#### Questions on the material
#1 Decide whether each statement agrees with the festival announcement, answering yes or no for (a), (b), and (c) and quoting the deciding words of the announcement: (a) the film was picked as one of ten titles from more than three thousand submissions; (b) the Polish premiere will be held in five cities; (c) Hot Docs has decided to stream its entire edition online.
#2 Echo part of the festival announcement word for word, starting at the words "This will be" and ending after the words "remain the same.".

“The Wall of Shadows” (“Ściana cieni”) – Eliza Kubarska and Monika Braid’s latest film – will compete for the main prize at the biggest documentary film festival in North America – the Hot Docs in Toronto! The film was selected for the main competition (International Spectrum) as one of ten titles out over three thousand submissions.
This will be the film’s world premiere. Due to the COVID-19 pandemic, the Hot Docs festival hasn’t yet made the final decision whether the entirety of this year’s edition will be streamed online, or if some screenings will take place in cinemas. However, the rules of the competitions and Doc Shop market – where accredited guests from the film industry will be able to see “Ściana cieni” online between 30 April and 31 May 2020 – remain the same.
The Polish premiere of “Ściana cieni” will take place during the 17th Millennium Docs Against Gravity, which will take place between 4 and 13 September in six Polish cities: Warsaw, Wrocław, Gdynia, Katowice, Poznań, and Bydgoszcz. The film will compete for the Millenium Bank Prize in the Main Competition.

Region pointing data:
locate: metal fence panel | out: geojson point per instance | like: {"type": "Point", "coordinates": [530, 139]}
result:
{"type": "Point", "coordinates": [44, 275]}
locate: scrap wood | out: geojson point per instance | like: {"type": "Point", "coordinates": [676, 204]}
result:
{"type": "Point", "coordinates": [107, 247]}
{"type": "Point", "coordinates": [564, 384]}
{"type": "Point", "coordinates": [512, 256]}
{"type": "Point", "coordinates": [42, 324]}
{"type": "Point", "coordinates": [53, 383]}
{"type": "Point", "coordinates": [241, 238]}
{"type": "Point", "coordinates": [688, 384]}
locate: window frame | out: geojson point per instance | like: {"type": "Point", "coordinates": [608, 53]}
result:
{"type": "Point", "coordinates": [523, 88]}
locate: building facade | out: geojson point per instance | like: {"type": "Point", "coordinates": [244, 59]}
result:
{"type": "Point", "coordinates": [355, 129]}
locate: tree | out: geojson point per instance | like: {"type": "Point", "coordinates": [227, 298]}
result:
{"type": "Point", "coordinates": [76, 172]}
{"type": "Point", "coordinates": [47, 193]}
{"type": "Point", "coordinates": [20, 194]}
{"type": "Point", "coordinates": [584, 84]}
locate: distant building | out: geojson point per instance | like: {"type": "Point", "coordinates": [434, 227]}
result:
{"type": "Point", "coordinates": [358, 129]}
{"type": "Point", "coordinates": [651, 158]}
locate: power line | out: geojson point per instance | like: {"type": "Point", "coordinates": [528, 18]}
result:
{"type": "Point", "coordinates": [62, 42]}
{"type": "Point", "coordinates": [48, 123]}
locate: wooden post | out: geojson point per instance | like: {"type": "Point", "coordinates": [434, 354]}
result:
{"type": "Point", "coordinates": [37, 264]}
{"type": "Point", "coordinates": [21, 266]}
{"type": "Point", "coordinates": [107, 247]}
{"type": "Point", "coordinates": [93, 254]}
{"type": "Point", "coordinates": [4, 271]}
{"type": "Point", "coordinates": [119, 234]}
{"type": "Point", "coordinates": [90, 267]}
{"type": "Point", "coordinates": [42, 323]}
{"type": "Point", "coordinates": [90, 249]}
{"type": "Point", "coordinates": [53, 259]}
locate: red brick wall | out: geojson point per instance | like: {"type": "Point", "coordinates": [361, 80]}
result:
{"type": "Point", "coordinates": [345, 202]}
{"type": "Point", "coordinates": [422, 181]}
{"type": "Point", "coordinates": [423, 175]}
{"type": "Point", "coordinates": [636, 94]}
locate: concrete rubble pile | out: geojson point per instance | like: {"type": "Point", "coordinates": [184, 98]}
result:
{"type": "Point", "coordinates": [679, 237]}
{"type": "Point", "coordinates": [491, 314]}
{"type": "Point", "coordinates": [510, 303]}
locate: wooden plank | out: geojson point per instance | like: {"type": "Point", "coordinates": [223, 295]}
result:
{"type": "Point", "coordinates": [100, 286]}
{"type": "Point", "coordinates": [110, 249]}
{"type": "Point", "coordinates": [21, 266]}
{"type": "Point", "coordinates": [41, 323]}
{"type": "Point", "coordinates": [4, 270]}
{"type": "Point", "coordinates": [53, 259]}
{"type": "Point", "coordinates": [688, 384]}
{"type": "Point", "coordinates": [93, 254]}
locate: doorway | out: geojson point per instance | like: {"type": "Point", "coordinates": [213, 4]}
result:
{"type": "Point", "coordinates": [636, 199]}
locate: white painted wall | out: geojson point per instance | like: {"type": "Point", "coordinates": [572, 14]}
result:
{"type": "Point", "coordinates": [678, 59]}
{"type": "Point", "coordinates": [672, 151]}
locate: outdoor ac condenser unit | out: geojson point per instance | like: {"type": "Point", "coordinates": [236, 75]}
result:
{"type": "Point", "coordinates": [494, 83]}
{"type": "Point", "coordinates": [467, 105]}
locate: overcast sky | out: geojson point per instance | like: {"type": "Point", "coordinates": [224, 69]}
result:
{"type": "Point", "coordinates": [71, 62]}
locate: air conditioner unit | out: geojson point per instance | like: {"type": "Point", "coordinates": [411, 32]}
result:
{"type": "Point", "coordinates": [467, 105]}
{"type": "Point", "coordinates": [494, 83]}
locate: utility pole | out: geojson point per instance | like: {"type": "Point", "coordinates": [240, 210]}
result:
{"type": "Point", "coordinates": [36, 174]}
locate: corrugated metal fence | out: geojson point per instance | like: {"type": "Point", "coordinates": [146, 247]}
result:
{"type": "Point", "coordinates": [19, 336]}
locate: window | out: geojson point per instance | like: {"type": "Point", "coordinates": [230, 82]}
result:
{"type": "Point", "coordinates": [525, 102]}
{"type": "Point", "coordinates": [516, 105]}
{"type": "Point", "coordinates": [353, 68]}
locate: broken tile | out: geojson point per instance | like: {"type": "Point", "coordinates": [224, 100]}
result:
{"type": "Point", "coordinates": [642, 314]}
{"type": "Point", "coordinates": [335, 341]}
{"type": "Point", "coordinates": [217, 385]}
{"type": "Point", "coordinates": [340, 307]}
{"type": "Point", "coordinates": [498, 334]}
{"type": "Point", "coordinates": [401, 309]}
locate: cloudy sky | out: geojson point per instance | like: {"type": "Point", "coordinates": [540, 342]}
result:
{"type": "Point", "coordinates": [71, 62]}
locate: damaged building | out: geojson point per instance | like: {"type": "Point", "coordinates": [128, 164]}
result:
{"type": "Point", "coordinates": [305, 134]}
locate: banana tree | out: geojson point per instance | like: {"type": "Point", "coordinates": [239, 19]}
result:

#### Answers
#1
(a) Yes: "one of ten titles out over three thousand submissions"
(b) No: "six Polish cities"
(c) No: "hasn’t yet made the final decision"

#2
This will be the film’s world premiere. Due to the COVID-19 pandemic, the Hot Docs festival hasn’t yet made the final decision whether the entirety of this year’s edition will be streamed online, or if some screenings will take place in cinemas. However, the rules of the competitions and Doc Shop market – where accredited guests from the film industry will be able to see “Ściana cieni” online between 30 April and 31 May 2020 – remain the same.